**Assignment**.
Output each entry below as it stands, leaving out every picture.

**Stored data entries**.
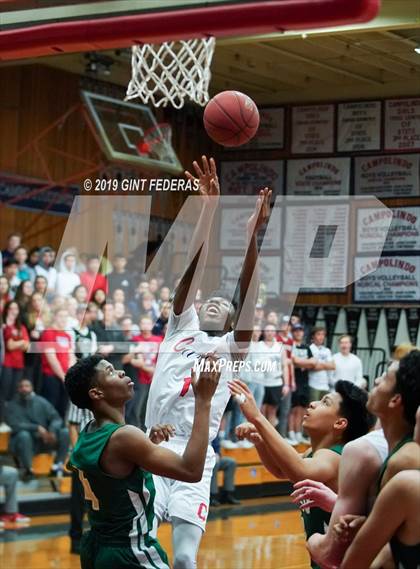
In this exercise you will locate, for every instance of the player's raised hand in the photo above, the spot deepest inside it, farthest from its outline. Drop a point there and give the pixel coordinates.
(247, 431)
(205, 386)
(311, 494)
(207, 180)
(347, 527)
(261, 213)
(245, 399)
(160, 433)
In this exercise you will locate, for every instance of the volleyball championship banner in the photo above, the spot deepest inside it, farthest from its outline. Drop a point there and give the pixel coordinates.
(318, 177)
(359, 126)
(313, 129)
(390, 176)
(402, 124)
(321, 270)
(243, 177)
(403, 234)
(394, 279)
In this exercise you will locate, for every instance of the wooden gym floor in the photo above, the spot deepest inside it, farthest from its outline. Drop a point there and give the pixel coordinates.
(264, 534)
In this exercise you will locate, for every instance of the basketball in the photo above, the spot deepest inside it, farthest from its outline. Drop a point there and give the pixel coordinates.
(231, 118)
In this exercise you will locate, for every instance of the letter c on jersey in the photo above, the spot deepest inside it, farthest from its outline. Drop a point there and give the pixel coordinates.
(202, 511)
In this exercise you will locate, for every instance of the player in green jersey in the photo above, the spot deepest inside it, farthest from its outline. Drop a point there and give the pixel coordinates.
(115, 463)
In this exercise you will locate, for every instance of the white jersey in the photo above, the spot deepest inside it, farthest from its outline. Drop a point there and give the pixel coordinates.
(171, 398)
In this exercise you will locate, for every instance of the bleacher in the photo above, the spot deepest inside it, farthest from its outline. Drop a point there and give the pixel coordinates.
(51, 495)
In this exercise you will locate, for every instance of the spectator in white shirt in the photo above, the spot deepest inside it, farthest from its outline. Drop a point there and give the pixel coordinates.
(45, 268)
(347, 365)
(274, 365)
(67, 277)
(320, 377)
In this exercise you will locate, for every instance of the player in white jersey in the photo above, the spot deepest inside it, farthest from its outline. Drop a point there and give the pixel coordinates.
(189, 336)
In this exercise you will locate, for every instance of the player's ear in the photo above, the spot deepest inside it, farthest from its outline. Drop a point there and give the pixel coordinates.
(395, 401)
(96, 394)
(341, 424)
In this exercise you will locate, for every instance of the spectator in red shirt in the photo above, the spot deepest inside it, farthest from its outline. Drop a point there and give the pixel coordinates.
(144, 360)
(57, 356)
(4, 292)
(91, 278)
(16, 342)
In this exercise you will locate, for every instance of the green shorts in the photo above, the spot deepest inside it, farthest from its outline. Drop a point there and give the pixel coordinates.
(95, 553)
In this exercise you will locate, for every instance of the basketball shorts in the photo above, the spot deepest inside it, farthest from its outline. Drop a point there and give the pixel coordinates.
(99, 553)
(188, 501)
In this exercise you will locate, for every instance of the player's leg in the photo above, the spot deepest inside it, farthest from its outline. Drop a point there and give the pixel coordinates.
(188, 508)
(186, 538)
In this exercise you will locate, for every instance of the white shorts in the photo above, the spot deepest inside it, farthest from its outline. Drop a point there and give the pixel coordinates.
(186, 500)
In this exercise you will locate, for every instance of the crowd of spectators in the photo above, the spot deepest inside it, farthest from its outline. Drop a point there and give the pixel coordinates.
(78, 305)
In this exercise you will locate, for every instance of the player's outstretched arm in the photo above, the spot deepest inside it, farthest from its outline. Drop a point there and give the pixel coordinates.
(359, 468)
(249, 279)
(322, 467)
(209, 189)
(384, 520)
(136, 448)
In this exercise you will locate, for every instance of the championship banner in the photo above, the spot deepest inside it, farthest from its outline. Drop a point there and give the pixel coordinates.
(388, 176)
(330, 316)
(392, 319)
(313, 129)
(326, 271)
(359, 126)
(247, 177)
(372, 321)
(318, 177)
(402, 235)
(413, 321)
(233, 231)
(395, 279)
(270, 268)
(402, 124)
(270, 133)
(353, 317)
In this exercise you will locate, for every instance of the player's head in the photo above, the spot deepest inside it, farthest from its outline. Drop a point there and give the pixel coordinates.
(298, 333)
(342, 414)
(217, 314)
(345, 344)
(269, 333)
(318, 335)
(93, 382)
(396, 394)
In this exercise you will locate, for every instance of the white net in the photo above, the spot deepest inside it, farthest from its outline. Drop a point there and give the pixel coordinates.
(171, 72)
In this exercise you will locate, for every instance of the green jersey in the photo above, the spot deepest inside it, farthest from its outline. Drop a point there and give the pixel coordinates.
(120, 509)
(317, 520)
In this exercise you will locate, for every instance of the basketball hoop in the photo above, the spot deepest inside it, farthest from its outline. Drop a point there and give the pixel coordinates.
(171, 72)
(158, 140)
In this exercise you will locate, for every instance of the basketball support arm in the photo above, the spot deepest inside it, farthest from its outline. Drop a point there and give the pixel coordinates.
(186, 290)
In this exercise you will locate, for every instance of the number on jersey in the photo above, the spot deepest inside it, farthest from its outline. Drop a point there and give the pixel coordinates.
(89, 495)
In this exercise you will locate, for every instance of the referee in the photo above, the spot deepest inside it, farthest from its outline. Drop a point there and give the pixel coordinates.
(78, 419)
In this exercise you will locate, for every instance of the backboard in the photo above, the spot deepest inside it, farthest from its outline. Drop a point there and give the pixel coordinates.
(31, 28)
(121, 127)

**Answer box**.
In this exercise you will locate, for every instance of the player's raised hand in the photo above, the spot deepest inside it, farthest from its outline. Drop a point there and give the pixel coordinates.
(247, 431)
(205, 386)
(311, 494)
(207, 180)
(347, 527)
(261, 213)
(245, 399)
(160, 433)
In this exercise you will locate, for every instance of the volleyball championship banner in the photo above, the spot deepest inside it, farthest from its outline. Drop a point there and give the pixel coordinates.
(318, 177)
(359, 126)
(313, 129)
(390, 176)
(402, 124)
(321, 270)
(243, 177)
(403, 234)
(394, 279)
In this exercise you will locate, for every instance of the wooden gym floor in the photo above, the spot deepest inside it, farthest from its outline. Drop a point there and give the pixel coordinates.
(264, 534)
In this exercise you will locate, for every instance of the basketball in the photo above, the spot deepest inside it, farthest from its outline. Drop a point there and give the pixel coordinates.
(231, 118)
In this exercise you will locate, for every instance of the letter c on jersey in the photo above, the spot deepest inside it, farthest from its outline. Drop a point there and give the pixel coordinates.
(202, 511)
In this exercise you will locate, for every instance of the player in green jersey in the photo above, the spot deepest inside it, farthest from its outline. Drop a point there and give the pixel coordinates.
(115, 463)
In this exercise you will locate, for every instance of the white jersey in the photo above, the spot deepest inside it, farthest from its outline. Drop a point there and give the pixel coordinates.
(171, 398)
In this exercise you will locate, for every instance of the bleacher in the photo above, the spot deepest inside it, farthest from its outline. Drop a point there and give the pixel coordinates.
(51, 495)
In this exercise you will locate, for every instance of the spectator in white shirt in the photo above, the spot deepest inside it, farthest from its outline. Drop a point there and give the pixel coordinates.
(45, 268)
(347, 365)
(274, 365)
(67, 277)
(320, 377)
In this exercise you will locate, for every instance of the player in white jersey in the photo above, the spot deepest inside it, farthest from its outline. Drop a point there and give the pixel coordinates.
(189, 336)
In this exercise you will locate, for every instance of the player's ear in the photo above, the spot deepest inside it, farthest from its outline. Drop a point there and give the pixel coordinates.
(395, 401)
(96, 394)
(341, 424)
In this exercise you will locate, for every instance of the spectator in red shirt in the photo above, the spot deepest inside it, farthest from its outline. Drop a point there and give the pixel coordinates.
(144, 360)
(57, 356)
(4, 292)
(91, 278)
(16, 342)
In this exercise you will locate, for every instance of the green shorts in the photo above, the spot deepest inside it, farthest from its outline. Drop a point there and give the pixel coordinates.
(95, 553)
In this exercise you will locate, for every instance of the basketball shorts in the photo above, the spot deepest inside it, farthest from its outline. Drop a point there and give the pixel coordinates.
(99, 553)
(188, 501)
In this exercise you will locate, for every instance of the player's leg in the photo above, the spot deepest inside it, farthest from its outline. Drop a point there and give the pixel coordinates.
(188, 508)
(186, 538)
In this exercise you will locate, for every instance of the white shorts in the photo above, the spot deepest inside it, farthest from its outline. Drop a point there and give the pixel coordinates.
(186, 500)
In this exercise you will locate, for every instance of the crowd of spectators in the photo above, the spot deepest inside it, farthest from its outline. Drop a point there and give the pixel coordinates.
(78, 305)
In this exercise you will locate, for every instance of the player's outstretched arm in the photo above, the spot deepest inside it, farthest from its outline. Drop a point there and give the pixel coordinates.
(359, 468)
(249, 279)
(322, 467)
(209, 189)
(384, 520)
(136, 448)
In this exercise you will locate, for every instance of the championship banner in the photo above, the spot deepest inside it, farthest from its outline. Drop a point there and give the pixel coordinates.
(388, 176)
(330, 316)
(392, 319)
(313, 129)
(326, 271)
(359, 126)
(247, 177)
(372, 321)
(318, 177)
(402, 235)
(413, 321)
(233, 231)
(395, 279)
(270, 268)
(402, 124)
(270, 133)
(353, 317)
In this exercise you will locate, for every instance of the player's head in the photo above, the spot deepest inside it, farthest from its outline. Drop a point there and give the pixel coordinates.
(298, 333)
(342, 414)
(217, 314)
(345, 344)
(269, 333)
(318, 335)
(93, 382)
(396, 394)
In this exercise you will locate, for every instance of the white net in the photo above, the spot deepest inside it, farthest from its outline. Drop a point there and give the pixel coordinates.
(171, 72)
In this exercise you will locate, for every instance of the green jersey in the photo above, the spot deepest inside it, farthest from its outline. Drop a point there and give the pixel coordinates.
(120, 509)
(317, 520)
In this exercise you will locate, for every instance of the basketball hoop in the photo above, the spot deepest inside it, farthest from its outline. Drop a point there and give the pixel coordinates.
(171, 72)
(158, 140)
In this exercise you will locate, for every instance of the basketball support arm in the photo above, the spot deepest inside it, farthest from its outline. Drop a point there and give the pixel coordinates.
(186, 290)
In this exercise you will locate, for every instance of the number on jersey in the photo above, the spot deepest inside it, farthest from its outline. Drop a point there and give the pixel coordinates.
(89, 495)
In this exercise you will locate, for every instance of the referee in the photo above, the spot deepest inside it, farthest from its outline. Drop a point there and give the pixel coordinates.
(78, 419)
In this exercise you will locate, for every instance of the backboard in the photo above, the spot deepest inside it, farthest from its outline. Drop a point there and give the pixel coordinates.
(31, 28)
(121, 127)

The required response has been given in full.